**記述課題 A**
祖父についての文章に出てくる地名をすべて挙げよ。
**記述課題 B**
データの行のうち、「User intent: interact with the hillside」を含む行から「xmin=251 ymin=125 xmax=390 ymax=167」を含む行までを、「mountain ridge」を「mountain peak」に変えて書き直せ。ほかは一切変えないこと。

**出典**
········

祖父自身は、きわめて勤勉で腕のよい歯科医師でした。深夜まで彼が技工を自分でしているのを見て、とても僕にはまねができないなと、何回か思ったことがあります。仕事は手先の器用さもあって、丁寧で、しかも費用を多額取ることはしない、ある意味、町の歯科医師としてはたぶん最高レベルに近かったと思います。孫の僕も言うのも変ですが、その水準でした。
しかしながら、一方では、遊び人で、かなりハイカラな人で、よく徳島で僕はお出かけにつきあったものですが、何でこの人は、この町に似合わない帽子をかぶり続けるのか不思議に思ったこともありました。難波あたりのおしゃれな歯科医という気分も持ち続けていた人だと思います。よく遊んでいて、その町の文化も遊びも享受していた人間が、それが、祖父でした。気の強い祖母はもっとだっただろうと思います。
この人たちが、戦争で大空襲が都市部にくる一年前に、大阪から早々に逃げ去ってゆきます。これは、彼の師匠にあたる歯医者が「木下君、この戦争はどうもまずい。このままだと大阪にも空襲がある。僕は奈良の田舎に越すが、君も出たほうがよい。」と告げたからでした。師匠は、奈良移住を勧めたそうですが、僕の祖父は、祖母の意向もあって、祖母の田舎だった、徳島に移住することになります。麻植という、忌部ゆかりの地になります。

········

**データ**
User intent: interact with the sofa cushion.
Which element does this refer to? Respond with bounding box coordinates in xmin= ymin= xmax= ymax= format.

········

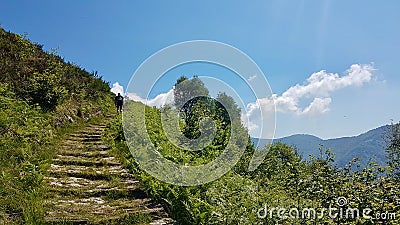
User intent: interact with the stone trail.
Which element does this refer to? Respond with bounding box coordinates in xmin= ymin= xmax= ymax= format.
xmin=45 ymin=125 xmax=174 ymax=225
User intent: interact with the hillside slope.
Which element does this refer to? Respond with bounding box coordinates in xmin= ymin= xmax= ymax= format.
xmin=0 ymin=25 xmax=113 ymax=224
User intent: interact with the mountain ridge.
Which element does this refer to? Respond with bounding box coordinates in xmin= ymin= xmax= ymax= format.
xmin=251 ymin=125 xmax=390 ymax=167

········

**解答全文 A**
徳島、難波、大阪、奈良、麻植

**解答全文 B**
User intent: interact with the hillside slope.
Which element does this refer to? Respond with bounding box coordinates in xmin= ymin= xmax= ymax= format.
xmin=0 ymin=25 xmax=113 ymax=224
User intent: interact with the mountain peak.
Which element does this refer to? Respond with bounding box coordinates in xmin= ymin= xmax= ymax= format.
xmin=251 ymin=125 xmax=390 ymax=167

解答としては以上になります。